:: WORK INSTRUCTION ::
Through the line with "black sneaker? Indicate one point per instance." and starting from the first line, return the records below word for word, with pictures left out.

:: DATA TO PROCESS ::

◇ ◇ ◇ ◇ ◇ ◇ ◇

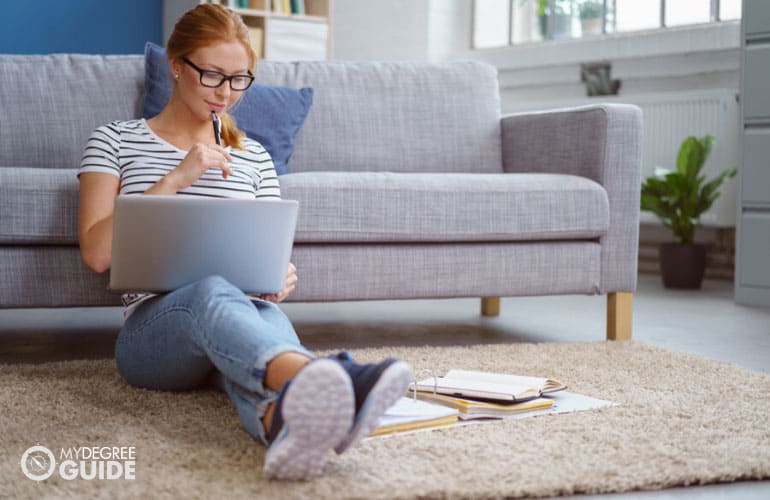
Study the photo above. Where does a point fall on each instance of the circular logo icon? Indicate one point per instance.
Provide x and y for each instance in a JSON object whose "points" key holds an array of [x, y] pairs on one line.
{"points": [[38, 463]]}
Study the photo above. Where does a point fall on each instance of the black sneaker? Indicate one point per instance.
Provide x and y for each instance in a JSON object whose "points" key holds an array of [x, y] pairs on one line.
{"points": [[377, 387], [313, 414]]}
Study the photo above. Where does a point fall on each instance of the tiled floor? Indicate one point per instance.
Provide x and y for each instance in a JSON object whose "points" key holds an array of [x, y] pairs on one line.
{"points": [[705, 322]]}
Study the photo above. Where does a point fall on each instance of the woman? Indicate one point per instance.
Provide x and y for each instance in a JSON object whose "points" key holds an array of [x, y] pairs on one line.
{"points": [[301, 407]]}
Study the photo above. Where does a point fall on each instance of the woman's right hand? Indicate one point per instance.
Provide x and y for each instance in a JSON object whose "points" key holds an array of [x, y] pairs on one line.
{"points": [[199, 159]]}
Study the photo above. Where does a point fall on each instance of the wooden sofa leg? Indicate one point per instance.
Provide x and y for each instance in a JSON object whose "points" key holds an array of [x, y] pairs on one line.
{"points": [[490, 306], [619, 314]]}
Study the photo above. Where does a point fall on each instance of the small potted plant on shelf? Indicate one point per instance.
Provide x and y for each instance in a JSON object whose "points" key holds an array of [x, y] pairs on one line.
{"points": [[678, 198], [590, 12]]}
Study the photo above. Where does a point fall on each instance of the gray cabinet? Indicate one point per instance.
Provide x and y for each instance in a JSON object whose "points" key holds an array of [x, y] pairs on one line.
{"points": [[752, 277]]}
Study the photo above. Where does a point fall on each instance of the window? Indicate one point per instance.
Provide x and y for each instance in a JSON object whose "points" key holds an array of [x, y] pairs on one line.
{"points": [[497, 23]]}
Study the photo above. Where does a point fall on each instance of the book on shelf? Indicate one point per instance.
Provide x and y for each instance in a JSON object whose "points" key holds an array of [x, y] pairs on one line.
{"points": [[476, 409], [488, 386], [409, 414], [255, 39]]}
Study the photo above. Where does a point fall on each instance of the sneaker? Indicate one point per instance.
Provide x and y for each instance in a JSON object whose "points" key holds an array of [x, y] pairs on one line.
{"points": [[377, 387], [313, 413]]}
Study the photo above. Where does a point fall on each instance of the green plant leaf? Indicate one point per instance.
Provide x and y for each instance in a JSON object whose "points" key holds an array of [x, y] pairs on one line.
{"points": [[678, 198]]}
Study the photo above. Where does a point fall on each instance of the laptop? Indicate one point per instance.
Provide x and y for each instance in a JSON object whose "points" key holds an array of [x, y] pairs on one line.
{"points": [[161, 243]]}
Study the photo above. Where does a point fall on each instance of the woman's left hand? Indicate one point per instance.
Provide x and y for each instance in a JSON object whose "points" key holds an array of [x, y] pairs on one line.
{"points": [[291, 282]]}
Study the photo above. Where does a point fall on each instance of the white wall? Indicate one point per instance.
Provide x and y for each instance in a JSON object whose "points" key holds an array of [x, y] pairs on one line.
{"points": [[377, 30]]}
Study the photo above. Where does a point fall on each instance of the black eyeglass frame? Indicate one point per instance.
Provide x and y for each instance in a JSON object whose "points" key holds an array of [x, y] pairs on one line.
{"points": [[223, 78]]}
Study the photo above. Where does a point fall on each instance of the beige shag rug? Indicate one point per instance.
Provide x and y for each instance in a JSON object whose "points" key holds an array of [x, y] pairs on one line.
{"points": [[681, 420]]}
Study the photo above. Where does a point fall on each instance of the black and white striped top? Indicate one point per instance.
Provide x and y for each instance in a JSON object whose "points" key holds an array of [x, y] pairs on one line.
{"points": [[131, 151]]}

◇ ◇ ◇ ◇ ◇ ◇ ◇

:: TASK SOLUTION ::
Study the photo above. Where does a point fall on each instance of the circular logo icon? Indicate one point per instance.
Provide x and y for each instance in a JSON object whose "points" key holds an array of [x, y] pairs on one line.
{"points": [[38, 463]]}
Study the photo above. Where does a point fall on each instance of the black sneaker? Indicate one point per instance.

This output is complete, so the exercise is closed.